Task –
Among the records below, find each line containing the word "hair" and copy it.

Dataset records –
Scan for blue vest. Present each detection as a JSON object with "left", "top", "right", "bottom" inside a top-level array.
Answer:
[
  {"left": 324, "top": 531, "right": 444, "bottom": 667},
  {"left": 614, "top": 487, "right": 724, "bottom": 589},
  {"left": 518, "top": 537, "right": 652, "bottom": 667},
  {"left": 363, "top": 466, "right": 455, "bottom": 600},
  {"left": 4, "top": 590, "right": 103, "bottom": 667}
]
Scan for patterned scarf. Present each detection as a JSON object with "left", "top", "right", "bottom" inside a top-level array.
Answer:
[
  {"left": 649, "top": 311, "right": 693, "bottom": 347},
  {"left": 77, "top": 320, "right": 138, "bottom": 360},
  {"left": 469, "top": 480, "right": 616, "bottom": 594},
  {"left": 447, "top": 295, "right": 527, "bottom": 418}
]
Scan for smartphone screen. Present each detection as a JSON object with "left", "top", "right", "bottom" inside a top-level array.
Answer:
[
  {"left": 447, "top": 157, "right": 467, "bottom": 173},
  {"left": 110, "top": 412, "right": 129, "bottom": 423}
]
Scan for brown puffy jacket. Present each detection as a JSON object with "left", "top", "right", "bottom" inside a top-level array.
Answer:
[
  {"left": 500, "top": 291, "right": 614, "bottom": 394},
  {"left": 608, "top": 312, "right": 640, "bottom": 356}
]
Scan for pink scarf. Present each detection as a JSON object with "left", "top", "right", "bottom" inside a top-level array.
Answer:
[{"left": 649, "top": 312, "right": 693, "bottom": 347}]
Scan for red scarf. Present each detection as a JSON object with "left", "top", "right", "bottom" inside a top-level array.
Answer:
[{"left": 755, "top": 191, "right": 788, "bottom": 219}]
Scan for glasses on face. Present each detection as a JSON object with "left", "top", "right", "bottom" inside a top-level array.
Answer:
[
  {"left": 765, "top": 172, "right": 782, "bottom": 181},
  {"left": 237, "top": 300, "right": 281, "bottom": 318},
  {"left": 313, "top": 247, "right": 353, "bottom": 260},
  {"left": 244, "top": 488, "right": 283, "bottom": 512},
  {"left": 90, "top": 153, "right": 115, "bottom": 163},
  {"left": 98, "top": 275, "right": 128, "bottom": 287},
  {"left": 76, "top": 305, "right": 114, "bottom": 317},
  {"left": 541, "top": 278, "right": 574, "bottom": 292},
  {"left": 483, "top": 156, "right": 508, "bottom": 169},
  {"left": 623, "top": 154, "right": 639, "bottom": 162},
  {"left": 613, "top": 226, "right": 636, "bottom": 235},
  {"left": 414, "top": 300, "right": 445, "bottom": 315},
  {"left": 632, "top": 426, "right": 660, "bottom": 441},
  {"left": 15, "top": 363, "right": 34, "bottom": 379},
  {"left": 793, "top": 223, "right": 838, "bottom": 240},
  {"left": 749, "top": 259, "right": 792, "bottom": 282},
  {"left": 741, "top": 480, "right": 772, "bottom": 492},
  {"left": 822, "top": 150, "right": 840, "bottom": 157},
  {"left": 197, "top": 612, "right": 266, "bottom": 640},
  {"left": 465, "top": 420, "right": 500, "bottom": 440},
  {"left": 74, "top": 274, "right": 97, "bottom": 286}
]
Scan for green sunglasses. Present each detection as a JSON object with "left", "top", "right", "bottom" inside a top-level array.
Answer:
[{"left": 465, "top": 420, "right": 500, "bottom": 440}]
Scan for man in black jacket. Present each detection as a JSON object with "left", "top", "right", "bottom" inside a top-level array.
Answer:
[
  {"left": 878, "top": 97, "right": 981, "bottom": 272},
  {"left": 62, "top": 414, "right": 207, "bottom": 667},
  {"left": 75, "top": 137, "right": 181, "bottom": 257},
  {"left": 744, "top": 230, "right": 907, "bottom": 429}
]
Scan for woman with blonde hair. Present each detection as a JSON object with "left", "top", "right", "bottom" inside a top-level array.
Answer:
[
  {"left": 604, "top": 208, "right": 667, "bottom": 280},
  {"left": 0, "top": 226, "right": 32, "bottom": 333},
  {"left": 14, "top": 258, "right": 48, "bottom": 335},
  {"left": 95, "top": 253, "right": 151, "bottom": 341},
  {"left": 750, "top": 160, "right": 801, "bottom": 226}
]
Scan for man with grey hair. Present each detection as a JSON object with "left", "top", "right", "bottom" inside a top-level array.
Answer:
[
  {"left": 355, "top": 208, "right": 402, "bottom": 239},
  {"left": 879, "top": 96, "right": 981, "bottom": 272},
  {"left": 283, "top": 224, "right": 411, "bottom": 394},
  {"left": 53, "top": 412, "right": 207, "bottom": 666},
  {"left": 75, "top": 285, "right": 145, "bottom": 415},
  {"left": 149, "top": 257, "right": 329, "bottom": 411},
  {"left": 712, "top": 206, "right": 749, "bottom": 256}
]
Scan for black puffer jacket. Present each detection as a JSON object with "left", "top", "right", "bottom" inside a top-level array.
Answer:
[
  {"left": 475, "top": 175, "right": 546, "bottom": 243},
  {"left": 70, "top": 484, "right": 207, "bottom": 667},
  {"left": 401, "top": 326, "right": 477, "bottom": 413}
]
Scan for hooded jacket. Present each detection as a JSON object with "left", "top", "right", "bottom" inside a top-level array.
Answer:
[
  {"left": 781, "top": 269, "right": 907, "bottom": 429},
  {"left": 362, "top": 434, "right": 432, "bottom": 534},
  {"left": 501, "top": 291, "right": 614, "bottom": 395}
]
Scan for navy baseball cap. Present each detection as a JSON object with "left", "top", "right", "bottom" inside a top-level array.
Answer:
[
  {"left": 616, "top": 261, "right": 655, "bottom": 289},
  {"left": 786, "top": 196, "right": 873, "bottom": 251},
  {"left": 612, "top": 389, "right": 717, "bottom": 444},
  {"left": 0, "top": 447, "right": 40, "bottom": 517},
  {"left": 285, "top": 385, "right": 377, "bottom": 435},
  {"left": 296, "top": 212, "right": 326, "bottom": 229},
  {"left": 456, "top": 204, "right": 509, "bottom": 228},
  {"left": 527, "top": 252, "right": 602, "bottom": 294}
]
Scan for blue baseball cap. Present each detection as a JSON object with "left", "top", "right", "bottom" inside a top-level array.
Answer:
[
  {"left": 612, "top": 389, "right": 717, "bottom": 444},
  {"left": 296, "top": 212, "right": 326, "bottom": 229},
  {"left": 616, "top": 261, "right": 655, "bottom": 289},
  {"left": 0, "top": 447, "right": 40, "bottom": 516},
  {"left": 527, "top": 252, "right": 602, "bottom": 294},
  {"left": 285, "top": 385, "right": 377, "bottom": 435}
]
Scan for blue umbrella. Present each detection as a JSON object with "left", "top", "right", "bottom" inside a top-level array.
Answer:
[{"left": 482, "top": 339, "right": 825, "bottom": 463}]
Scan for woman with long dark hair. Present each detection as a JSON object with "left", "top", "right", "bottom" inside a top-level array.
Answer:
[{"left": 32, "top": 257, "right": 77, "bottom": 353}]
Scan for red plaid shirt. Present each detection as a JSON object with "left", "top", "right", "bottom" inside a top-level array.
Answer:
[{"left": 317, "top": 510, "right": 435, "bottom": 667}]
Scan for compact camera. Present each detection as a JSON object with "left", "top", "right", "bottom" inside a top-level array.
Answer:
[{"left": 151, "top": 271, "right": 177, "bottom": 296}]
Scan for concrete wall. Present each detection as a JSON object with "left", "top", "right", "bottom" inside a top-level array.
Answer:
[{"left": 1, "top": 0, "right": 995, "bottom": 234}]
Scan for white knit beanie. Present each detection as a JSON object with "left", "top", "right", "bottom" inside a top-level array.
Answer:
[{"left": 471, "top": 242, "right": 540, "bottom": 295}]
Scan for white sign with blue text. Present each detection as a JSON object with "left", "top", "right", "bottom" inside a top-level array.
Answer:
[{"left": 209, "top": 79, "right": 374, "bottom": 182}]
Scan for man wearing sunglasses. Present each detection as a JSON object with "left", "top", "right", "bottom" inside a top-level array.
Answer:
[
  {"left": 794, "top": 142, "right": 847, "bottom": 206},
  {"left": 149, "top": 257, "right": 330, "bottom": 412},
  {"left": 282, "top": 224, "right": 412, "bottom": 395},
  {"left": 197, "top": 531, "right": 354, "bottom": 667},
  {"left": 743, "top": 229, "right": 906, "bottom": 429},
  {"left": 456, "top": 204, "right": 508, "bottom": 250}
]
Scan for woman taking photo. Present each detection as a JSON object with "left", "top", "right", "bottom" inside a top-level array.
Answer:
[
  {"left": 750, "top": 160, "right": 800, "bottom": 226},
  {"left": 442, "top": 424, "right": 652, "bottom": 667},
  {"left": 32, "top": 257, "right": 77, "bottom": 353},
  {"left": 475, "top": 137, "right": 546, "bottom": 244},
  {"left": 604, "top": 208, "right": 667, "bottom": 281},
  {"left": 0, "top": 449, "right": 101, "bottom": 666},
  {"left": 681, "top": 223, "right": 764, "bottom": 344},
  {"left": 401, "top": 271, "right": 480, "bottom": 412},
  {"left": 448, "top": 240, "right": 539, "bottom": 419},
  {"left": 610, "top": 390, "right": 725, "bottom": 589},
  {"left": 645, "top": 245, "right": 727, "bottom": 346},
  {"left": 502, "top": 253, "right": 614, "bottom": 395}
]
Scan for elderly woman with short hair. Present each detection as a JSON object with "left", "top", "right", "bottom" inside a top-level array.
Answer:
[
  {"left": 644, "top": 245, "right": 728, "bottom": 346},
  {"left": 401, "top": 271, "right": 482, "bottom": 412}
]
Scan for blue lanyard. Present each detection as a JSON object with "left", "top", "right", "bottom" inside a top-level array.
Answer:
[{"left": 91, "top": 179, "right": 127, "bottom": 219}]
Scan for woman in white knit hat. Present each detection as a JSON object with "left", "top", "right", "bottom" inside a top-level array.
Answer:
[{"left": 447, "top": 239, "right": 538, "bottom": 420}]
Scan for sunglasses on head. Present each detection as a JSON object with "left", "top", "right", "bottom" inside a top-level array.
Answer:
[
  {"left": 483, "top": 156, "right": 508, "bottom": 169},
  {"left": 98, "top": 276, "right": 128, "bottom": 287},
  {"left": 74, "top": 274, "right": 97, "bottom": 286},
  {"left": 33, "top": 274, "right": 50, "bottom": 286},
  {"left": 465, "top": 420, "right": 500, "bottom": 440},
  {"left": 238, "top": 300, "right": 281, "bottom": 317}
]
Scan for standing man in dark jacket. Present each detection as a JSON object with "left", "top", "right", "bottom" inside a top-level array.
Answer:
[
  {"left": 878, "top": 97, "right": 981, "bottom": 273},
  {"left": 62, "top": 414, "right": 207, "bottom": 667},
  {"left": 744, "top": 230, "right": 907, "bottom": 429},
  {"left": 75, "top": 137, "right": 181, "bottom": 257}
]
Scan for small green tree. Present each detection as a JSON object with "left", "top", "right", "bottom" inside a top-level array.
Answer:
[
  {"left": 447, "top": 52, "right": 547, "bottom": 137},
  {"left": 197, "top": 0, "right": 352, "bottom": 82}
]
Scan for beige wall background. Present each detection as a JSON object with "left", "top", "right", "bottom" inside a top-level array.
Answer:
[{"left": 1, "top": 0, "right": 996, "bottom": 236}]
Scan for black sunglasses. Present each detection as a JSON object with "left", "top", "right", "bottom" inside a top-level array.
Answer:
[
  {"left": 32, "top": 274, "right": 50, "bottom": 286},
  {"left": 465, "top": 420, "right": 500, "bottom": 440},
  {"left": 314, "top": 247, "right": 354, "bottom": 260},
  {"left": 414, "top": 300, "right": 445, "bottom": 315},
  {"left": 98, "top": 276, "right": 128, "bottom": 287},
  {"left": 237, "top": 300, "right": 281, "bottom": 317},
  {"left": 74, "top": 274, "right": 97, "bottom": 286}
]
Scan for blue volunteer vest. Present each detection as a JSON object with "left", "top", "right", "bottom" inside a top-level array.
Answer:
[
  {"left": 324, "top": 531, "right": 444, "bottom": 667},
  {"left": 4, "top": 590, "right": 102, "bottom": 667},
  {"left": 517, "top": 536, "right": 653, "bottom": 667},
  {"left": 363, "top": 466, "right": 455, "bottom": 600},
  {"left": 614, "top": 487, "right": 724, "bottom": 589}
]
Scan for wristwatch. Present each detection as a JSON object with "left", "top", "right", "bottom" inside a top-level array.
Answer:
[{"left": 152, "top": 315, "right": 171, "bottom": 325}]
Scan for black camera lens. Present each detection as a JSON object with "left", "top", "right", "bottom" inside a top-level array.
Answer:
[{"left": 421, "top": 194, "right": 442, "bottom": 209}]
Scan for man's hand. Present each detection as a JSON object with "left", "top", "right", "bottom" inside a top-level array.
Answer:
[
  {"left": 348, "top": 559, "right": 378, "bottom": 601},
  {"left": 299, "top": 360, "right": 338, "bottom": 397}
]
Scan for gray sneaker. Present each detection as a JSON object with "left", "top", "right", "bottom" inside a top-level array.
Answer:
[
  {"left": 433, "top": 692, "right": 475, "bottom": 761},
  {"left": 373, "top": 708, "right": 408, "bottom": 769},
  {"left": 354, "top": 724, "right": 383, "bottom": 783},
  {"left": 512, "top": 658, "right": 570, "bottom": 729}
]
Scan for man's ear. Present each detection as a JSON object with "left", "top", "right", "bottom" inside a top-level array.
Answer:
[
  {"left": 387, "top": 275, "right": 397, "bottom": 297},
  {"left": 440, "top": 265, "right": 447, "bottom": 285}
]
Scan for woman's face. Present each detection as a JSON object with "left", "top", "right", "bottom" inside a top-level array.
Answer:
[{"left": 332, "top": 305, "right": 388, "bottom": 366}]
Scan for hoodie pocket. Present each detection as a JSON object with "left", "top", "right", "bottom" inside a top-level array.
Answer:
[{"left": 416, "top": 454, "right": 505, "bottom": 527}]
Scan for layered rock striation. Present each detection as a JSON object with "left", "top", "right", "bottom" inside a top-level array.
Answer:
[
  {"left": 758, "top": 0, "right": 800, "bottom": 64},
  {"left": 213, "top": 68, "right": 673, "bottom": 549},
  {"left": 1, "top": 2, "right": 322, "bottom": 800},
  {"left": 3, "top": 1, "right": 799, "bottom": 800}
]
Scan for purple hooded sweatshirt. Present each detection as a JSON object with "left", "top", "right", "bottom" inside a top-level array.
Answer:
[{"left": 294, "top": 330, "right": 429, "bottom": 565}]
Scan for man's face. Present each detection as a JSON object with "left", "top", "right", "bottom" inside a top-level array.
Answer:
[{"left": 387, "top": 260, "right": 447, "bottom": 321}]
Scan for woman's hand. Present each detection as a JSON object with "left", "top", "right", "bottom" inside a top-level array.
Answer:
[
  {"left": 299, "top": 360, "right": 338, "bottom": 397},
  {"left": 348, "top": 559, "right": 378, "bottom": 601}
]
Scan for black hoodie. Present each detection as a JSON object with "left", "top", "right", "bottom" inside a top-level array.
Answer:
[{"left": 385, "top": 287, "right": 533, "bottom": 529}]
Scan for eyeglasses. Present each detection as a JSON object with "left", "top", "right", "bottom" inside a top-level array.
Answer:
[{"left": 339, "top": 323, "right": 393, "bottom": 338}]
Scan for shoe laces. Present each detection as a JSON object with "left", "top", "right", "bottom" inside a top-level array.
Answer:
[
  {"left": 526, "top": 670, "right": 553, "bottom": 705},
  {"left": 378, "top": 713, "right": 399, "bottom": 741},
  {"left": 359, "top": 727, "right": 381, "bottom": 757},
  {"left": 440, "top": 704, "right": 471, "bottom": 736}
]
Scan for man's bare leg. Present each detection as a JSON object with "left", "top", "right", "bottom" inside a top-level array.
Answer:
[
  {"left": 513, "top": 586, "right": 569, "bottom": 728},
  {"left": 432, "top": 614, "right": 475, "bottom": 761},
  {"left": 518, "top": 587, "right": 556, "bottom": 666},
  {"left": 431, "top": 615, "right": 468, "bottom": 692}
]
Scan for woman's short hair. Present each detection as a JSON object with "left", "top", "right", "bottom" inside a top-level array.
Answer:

Written solution –
Scan for woman with blonde hair. Present each detection as a JSON object with "left", "top", "right", "bottom" inside a top-level array.
Scan for man with grey hair. Present each detection as a JSON object with "left", "top", "right", "bottom" inside a top-level array.
Scan for woman with long dark hair. Present each detection as a JSON object with "left", "top", "right", "bottom" inside a top-level array.
Scan for elderly woman with short hair. Present each detection as a JSON object with "left", "top", "right", "bottom" inside a top-level array.
Scan for woman's short hair. Present each detection as a JSON object with "left", "top", "right", "bottom" inside a top-level array.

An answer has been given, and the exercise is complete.